• [Your goal] Pictures stay out of your copy, but everything else in the records below must be repeated exactly.

• [Supplied data]
- - - - - - -

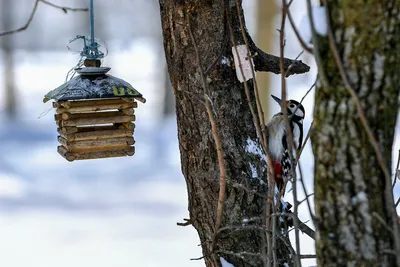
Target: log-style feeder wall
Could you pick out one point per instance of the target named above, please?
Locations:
(90, 129)
(95, 114)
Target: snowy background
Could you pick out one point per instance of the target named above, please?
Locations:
(111, 212)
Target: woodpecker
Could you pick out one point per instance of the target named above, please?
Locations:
(277, 142)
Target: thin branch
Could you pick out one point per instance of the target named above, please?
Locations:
(218, 143)
(32, 15)
(289, 136)
(305, 192)
(305, 142)
(186, 223)
(397, 203)
(64, 8)
(294, 62)
(270, 63)
(396, 173)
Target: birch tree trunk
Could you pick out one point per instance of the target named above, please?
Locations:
(239, 244)
(356, 219)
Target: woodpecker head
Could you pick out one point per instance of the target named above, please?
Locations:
(295, 109)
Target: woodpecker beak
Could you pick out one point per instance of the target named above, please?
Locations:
(277, 100)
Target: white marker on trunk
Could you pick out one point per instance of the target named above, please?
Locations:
(244, 63)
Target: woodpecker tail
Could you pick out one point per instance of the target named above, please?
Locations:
(278, 177)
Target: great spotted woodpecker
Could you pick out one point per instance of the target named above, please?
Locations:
(277, 140)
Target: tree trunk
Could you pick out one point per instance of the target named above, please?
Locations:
(8, 56)
(356, 219)
(240, 244)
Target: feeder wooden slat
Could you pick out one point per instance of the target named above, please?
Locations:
(57, 117)
(128, 125)
(98, 107)
(101, 120)
(100, 128)
(86, 103)
(96, 144)
(69, 116)
(74, 129)
(70, 156)
(128, 111)
(95, 135)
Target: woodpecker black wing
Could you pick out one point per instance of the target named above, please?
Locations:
(286, 166)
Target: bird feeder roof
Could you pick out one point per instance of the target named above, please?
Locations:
(93, 87)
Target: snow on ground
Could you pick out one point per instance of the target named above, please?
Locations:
(110, 212)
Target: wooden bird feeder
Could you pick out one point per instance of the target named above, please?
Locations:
(95, 114)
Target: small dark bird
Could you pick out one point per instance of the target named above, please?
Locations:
(277, 142)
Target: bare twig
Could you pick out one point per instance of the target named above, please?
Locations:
(289, 136)
(305, 142)
(294, 62)
(186, 223)
(396, 172)
(218, 143)
(305, 192)
(317, 56)
(64, 8)
(32, 15)
(397, 202)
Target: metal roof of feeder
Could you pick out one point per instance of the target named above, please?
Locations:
(93, 83)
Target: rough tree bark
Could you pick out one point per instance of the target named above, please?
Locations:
(356, 223)
(241, 149)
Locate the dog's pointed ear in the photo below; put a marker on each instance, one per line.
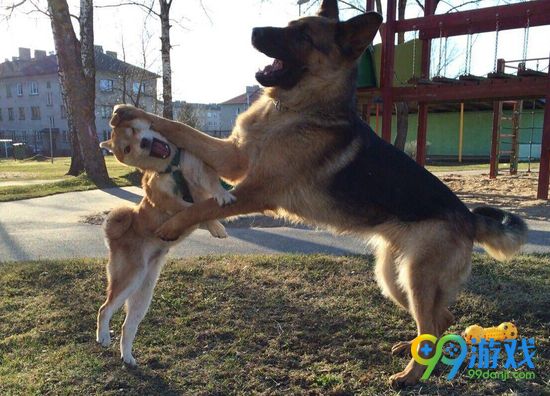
(329, 9)
(357, 33)
(107, 144)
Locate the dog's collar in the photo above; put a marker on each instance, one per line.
(180, 184)
(175, 163)
(279, 106)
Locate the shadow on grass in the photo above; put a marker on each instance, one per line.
(286, 324)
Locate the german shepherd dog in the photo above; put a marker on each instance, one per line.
(172, 180)
(302, 152)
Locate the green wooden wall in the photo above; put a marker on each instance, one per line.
(443, 129)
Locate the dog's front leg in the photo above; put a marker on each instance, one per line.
(249, 199)
(221, 154)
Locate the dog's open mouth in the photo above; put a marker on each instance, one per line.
(159, 149)
(271, 74)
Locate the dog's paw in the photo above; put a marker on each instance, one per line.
(124, 114)
(103, 337)
(216, 229)
(401, 348)
(408, 377)
(129, 362)
(225, 198)
(170, 230)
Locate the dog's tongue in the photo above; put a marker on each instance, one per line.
(159, 149)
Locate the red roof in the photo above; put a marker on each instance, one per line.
(241, 99)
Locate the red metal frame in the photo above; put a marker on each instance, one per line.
(497, 107)
(544, 170)
(513, 16)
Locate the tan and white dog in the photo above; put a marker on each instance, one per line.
(136, 256)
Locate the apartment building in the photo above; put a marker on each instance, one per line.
(31, 98)
(230, 109)
(205, 117)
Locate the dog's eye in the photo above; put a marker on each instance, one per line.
(307, 38)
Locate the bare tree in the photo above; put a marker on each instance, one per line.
(77, 74)
(190, 115)
(134, 88)
(168, 110)
(165, 24)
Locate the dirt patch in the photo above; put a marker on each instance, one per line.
(95, 218)
(514, 193)
(252, 221)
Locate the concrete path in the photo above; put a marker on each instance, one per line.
(51, 228)
(12, 183)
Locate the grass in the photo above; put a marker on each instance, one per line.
(286, 324)
(31, 170)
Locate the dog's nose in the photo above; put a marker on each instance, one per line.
(257, 33)
(145, 143)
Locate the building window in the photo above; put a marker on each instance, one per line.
(105, 111)
(34, 88)
(106, 85)
(35, 113)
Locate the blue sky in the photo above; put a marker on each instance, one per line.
(212, 56)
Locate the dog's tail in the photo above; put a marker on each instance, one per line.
(117, 222)
(500, 233)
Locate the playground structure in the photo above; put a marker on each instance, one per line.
(498, 87)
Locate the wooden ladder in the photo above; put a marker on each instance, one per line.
(507, 137)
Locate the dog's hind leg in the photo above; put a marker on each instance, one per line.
(137, 306)
(431, 277)
(124, 277)
(421, 293)
(386, 274)
(387, 278)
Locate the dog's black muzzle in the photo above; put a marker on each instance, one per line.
(145, 143)
(270, 41)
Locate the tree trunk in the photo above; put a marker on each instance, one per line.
(77, 165)
(167, 111)
(80, 94)
(402, 108)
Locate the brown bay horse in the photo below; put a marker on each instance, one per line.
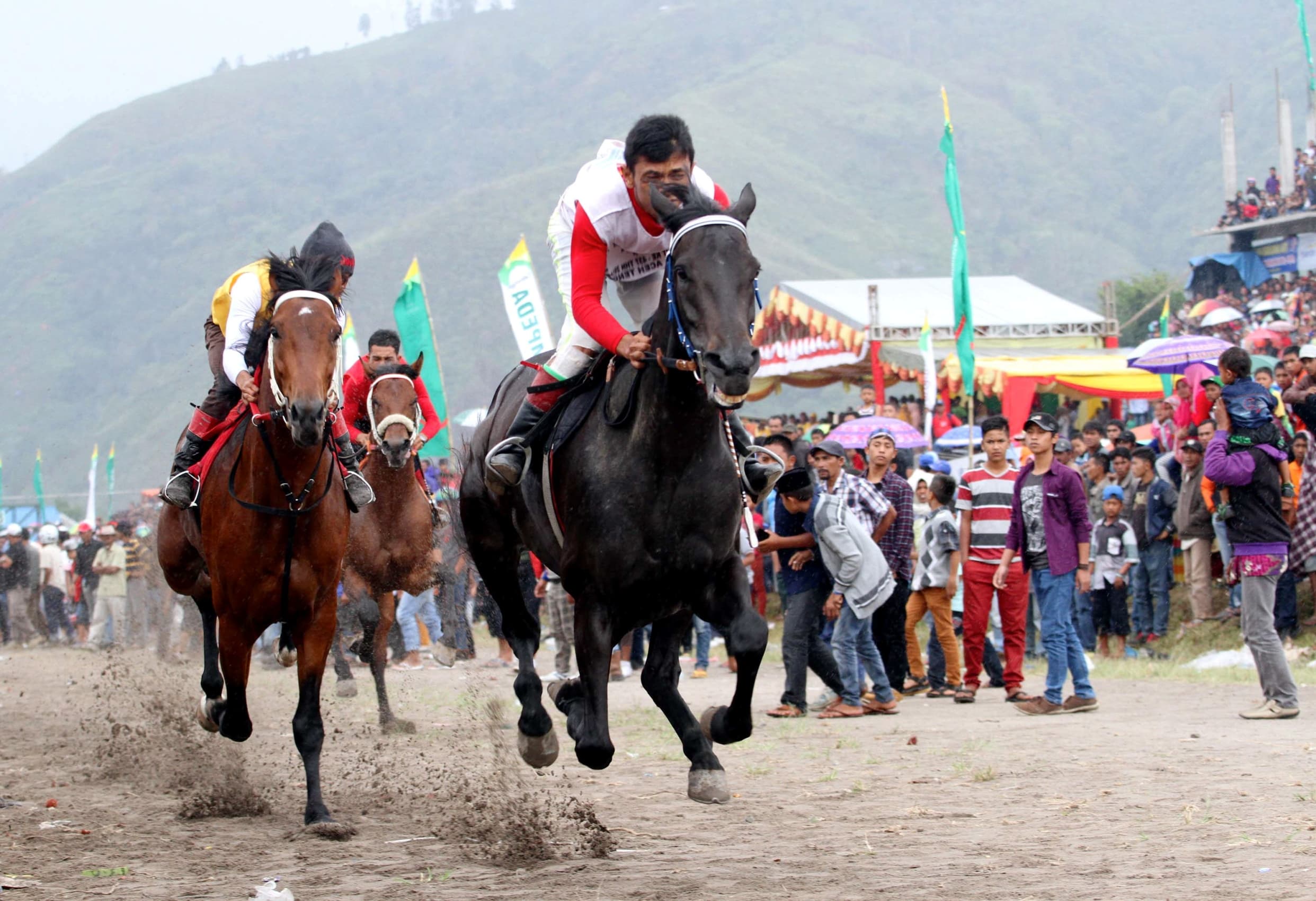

- - - - - - -

• [Written response]
Target: log-style feeder wall
Could you pick out one point per instance of the target named above, please?
Locations:
(90, 129)
(95, 114)
Target: snowy background
Could you pick out one point per instance of the target named above, please?
Locations:
(111, 212)
Target: woodpecker
Could you pick out one point per instance of the target named above, please?
Locations:
(277, 142)
Target: thin branch
Could you pick out one point per instance of the target named above, please?
Locations:
(218, 143)
(32, 15)
(289, 136)
(305, 192)
(305, 142)
(186, 223)
(397, 203)
(64, 8)
(294, 62)
(270, 63)
(396, 173)
Target: birch tree trunk
Could you pick out one point per instance of the target named above, please?
Locations:
(239, 244)
(356, 219)
Target: woodpecker head
Could you pick out one point per instance of the target named above, please?
Locations:
(295, 109)
Target: woodpecker beak
Could you pick out one point per instance of the target named above, please?
Locations:
(277, 100)
Target: white marker on trunk
Could you pick out one point per instance of the target named above, please?
Locations:
(244, 63)
Target: woodpecker tail
Could you pick out one point per instance of the target named above, please?
Locations:
(278, 177)
Target: great spotted woodpecker
Could you pick out one point per instance of the target named above, please?
Locations:
(277, 140)
Target: tree trunk
Could you pick out one point per instance of the target named above, please?
Locations:
(8, 56)
(356, 219)
(240, 244)
Target: feeder wooden slat
Could you pick out one point per instance of the target named above, please?
Locations:
(57, 117)
(128, 125)
(98, 107)
(101, 120)
(100, 128)
(86, 103)
(96, 144)
(69, 116)
(74, 129)
(70, 156)
(128, 111)
(95, 135)
Target: woodpecker black wing
Could you pick out one point per instance of the target named above, please?
Locations:
(286, 166)
Target: bird feeder roof
Could you pick out one point per instance of the target named above, please?
Locations:
(93, 87)
Target: snow on ground
Could you pick out one point per instance of the target named above, please?
Locations:
(110, 212)
Target: wooden bird feeder
Could you pick out one point per instance of the target named above, please?
Locations:
(95, 114)
Target: small dark bird
Could you pick out one point per instance of the target named above, please?
Locations:
(277, 142)
Target: bare twig
Could you pick out one point per instance of the target named above, please?
Locations:
(289, 136)
(305, 142)
(294, 62)
(186, 223)
(396, 172)
(218, 143)
(305, 192)
(317, 56)
(64, 8)
(32, 15)
(397, 202)
Target: metal roof of feeder
Could you pick out one point per instance of the target named above, please?
Locations:
(93, 83)
Target: rough tree bark
Could you pick out one point per instance of the target named above, please?
Locations:
(356, 223)
(241, 149)
Locate the dog's pointed ear in the photo below; put a marker on each instance, one per line.
(329, 9)
(357, 33)
(107, 144)
Locate the dog's collar in the photo above; put a marker on each instance, one per line.
(180, 184)
(175, 163)
(279, 106)
Locate the shadow on grass in the photo above; put a marker on each instance, one per line.
(286, 324)
Locate the german shepherd dog in the photo above; put a marker on each instance, one per line.
(172, 180)
(302, 152)
Locate the green wooden wall in the photo above; put a marker on each instance, one per line.
(443, 129)
Locate the dog's front leg in the photo above; put a marker on each instance, one per line.
(249, 199)
(221, 154)
Locate the dog's open mouth in the photo above; put a marker on each instance, one per line.
(159, 149)
(271, 74)
Locate the dog's paw in the photo above; put a marker on each instance, one per line.
(124, 114)
(103, 337)
(216, 229)
(401, 348)
(408, 377)
(129, 362)
(225, 198)
(170, 230)
Locate the dog's tongue in the photo above; put a marker on each instance, one per line.
(159, 149)
Locate the red roof in the photo above; put a marker on each instance, one per line.
(241, 99)
Locate the red metal frame in the photo above; put a marker on each instance, one per line.
(497, 107)
(544, 170)
(513, 16)
Locate the tan and white dog in the photo above; put a marker on each instance, one per line.
(136, 256)
Locate the apartment building in the photo above; put a marker on each instance, one per line.
(31, 98)
(230, 109)
(205, 117)
Locate the dog's eye in the photo above; put a marker on each instance, one per line.
(307, 38)
Locate the bare tree in the photo above; put a marker on each instance, one per line.
(77, 74)
(190, 115)
(134, 88)
(168, 110)
(165, 24)
Locate the dirt patch in the photo above; put a marker on each instance, one per line.
(95, 218)
(514, 193)
(252, 221)
Locate the concrete path in the photo above; put a marker on each instance, one per line.
(51, 228)
(12, 183)
Locate the grass in the photo above; put a marker on each instance, one per line.
(286, 324)
(31, 170)
Locate the dog's nose in the photo above; put a marker on each instance, one per line.
(257, 33)
(145, 143)
Locate the building window in the photo above; put a marker on each instance, one per line.
(105, 111)
(34, 88)
(106, 85)
(35, 113)
Locate the blue sky in the photo above; put a marker on each instance, one per line.
(212, 56)
Locate the dog's tail in the photo above; put a marker on each instance, one per line.
(117, 222)
(500, 233)
Locate the playground structure in the photo above; put a marker on each instance, one per line.
(498, 87)
Locate the wooden ladder in the photo above; put a marker on each instance, one per line.
(507, 137)
Locate the dog's hind leg in the photo above; put a marker on each instance, one per line.
(137, 306)
(431, 277)
(124, 277)
(421, 293)
(386, 274)
(387, 278)
Locate the dog's black muzzle in the photo above; put a marker on each instance, one per line.
(145, 143)
(270, 41)
Locate the tree trunk in the photo above; put a marker on each instance, one per line.
(77, 165)
(167, 111)
(80, 94)
(402, 108)
Locate the brown bay horse in the photo below; put a marker on each instance, one per line.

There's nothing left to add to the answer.